Selection:

+--

Freelance writer, content creator, and traveler. She enjoys the beauty of simplicity, a peaceful life, and a big curly fro. Connect with Krissy on social media @iamkrissylewis or check out her blog at www.krissylewis.com.
Beyond Burnout: Nicole Walters' Blueprint For Achieving Career Success On Your Own Terms
Nicole Walters has always been known for two things: her ambition and her ability to recognize when life’s challenges can also double as an inspiring, lucrative brand.
This was first evident more than a decade ago when she quit her job as the corporate executive of a Fortune 500 company during a Periscope livestream. “I’m not sure if there’s an alignment of [our] future trajectory. I’m going to work for myself. I'm promoting myself to work for myself,” she said at the time before flashing a smile at the viewing audience. As she resigned on camera, a constant stream of encouraging messages floated upwards on the screen.
By 2021, she’d fashioned her work as a corporate consultant and her personal life with her husband and three adopted daughters into a reality show, She’s The Boss, for USA Network. This year, she released the New York Times bestselling memoir Nothing Is Missing, written as she was in the process of getting a divorce and dealing with her eldest daughter’s struggles with substance use.
Convinced that there’s no way the 39-year-old has achieved all of this without intentional strategic planning, I asked her about it when we spoke less than a week before Christmas. I’d seen videos on social media of her working on 2024 planning for other brands, and I wanted to know what that looked like following her own year of success.
She listed a number of goals, including ensuring that the projects she takes on in the new year align with her identity “as a Black woman, as an African woman, as a mother, as someone who has lived a [rebuilding] season and is now trying to live boldly and entirely as themselves.” But, I was shocked by how much of her business planning also prioritized rest.
Despite the bestselling book, a self-titled podcast, and working with numerous corporations, Walters said she’s been taking Fridays off. This year, she doesn’t want to work on Mondays, either.

+--

Task statement:
Write the next part of the article about Nicole Walters, picking up after its final sentence. The entries that follow have no connection to the article about Nicole Walters.

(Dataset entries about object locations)
+--

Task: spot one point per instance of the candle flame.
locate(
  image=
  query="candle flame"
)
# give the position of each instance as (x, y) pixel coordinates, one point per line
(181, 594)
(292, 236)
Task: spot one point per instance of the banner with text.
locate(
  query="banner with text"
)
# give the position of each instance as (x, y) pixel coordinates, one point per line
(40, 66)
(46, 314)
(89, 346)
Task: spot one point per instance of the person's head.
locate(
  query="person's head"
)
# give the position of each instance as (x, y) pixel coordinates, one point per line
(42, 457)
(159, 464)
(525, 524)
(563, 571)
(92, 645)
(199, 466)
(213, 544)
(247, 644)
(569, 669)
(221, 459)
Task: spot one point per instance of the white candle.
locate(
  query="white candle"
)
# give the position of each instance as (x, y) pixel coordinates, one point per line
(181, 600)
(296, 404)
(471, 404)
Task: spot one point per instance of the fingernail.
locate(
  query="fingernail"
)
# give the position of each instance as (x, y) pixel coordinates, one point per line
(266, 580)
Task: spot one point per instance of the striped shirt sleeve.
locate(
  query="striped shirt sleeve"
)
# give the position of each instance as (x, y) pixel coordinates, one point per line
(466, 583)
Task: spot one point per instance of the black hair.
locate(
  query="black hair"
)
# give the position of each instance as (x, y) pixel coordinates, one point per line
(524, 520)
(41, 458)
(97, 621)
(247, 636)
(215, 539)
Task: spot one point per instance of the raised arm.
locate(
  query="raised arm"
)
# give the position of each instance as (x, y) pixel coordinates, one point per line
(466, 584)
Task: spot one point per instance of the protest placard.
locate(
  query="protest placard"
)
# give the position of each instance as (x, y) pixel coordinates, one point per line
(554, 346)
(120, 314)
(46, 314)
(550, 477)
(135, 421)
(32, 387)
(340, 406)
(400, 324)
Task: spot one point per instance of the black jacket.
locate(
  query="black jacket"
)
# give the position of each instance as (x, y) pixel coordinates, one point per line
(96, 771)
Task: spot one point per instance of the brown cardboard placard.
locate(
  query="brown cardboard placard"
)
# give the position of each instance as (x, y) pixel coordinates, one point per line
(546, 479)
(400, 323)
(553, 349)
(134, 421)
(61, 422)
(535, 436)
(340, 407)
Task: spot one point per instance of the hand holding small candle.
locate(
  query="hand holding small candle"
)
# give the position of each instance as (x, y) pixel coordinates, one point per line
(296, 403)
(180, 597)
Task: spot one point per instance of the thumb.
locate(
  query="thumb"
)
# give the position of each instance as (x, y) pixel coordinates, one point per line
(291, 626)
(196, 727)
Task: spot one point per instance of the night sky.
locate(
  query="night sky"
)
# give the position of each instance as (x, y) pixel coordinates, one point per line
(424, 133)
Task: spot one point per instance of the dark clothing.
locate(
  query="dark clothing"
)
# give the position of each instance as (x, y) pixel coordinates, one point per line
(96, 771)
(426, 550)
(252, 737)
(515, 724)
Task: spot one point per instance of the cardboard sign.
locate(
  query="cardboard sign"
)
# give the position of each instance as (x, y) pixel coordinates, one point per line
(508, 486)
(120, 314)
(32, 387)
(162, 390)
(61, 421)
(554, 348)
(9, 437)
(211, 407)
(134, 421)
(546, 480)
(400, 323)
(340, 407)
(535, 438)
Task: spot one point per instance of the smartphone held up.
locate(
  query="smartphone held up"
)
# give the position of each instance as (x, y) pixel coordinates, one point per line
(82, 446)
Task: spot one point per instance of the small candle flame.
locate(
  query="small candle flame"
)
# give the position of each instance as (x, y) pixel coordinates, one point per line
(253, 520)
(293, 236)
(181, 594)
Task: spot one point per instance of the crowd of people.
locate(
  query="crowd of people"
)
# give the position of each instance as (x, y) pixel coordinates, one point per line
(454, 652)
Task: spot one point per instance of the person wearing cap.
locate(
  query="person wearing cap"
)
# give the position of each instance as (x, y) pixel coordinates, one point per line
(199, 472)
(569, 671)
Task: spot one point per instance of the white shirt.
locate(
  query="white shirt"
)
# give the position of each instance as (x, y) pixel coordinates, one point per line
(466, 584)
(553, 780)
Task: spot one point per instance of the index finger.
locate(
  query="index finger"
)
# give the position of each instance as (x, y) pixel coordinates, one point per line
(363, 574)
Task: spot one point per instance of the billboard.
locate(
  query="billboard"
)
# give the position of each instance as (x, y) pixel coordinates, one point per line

+--

Expected answer:
“A lot of us think we work hard until retirement hits. I want to progress towards retirement,” she said, noting that she’ll check in with herself around March to see how successful this plan has been. The goal, Walters said, is to only be working on Tuesdays and Thursdays by sometime in 2025. “It is intentionally building out what I know I would like to have happen and not waiting for exhaustion to be the trigger of change.”
"A lot of us think we work hard until retirement hits. I want to progress towards retirement... It is intentionally building out what I know I would like to happen and not waiting for exhaustion to be the trigger of change."
Walters said the decision to progressively work less was partially in response to her previously held notions about her career, especially as an entrepreneur. “When I first started, I thought burnout was a part of it,” she said. “What I didn’t realize is that even if you’re able to bounce out of burnout or get back to it, there’s a cumulative impact on your body. If you think of your body as a tree and every time you go through burnout, you are taking a hack out of your trunk, yes, that trunk will heal over, and the tree will continue to grow, but it doesn't mean that you don’t have a weakened stem.”
But, the desire for increased rest was also in response to the major shifts that occurred three years ago when she was experiencing major changes in her family and realized her metaphorical tree was “bending all the way over.”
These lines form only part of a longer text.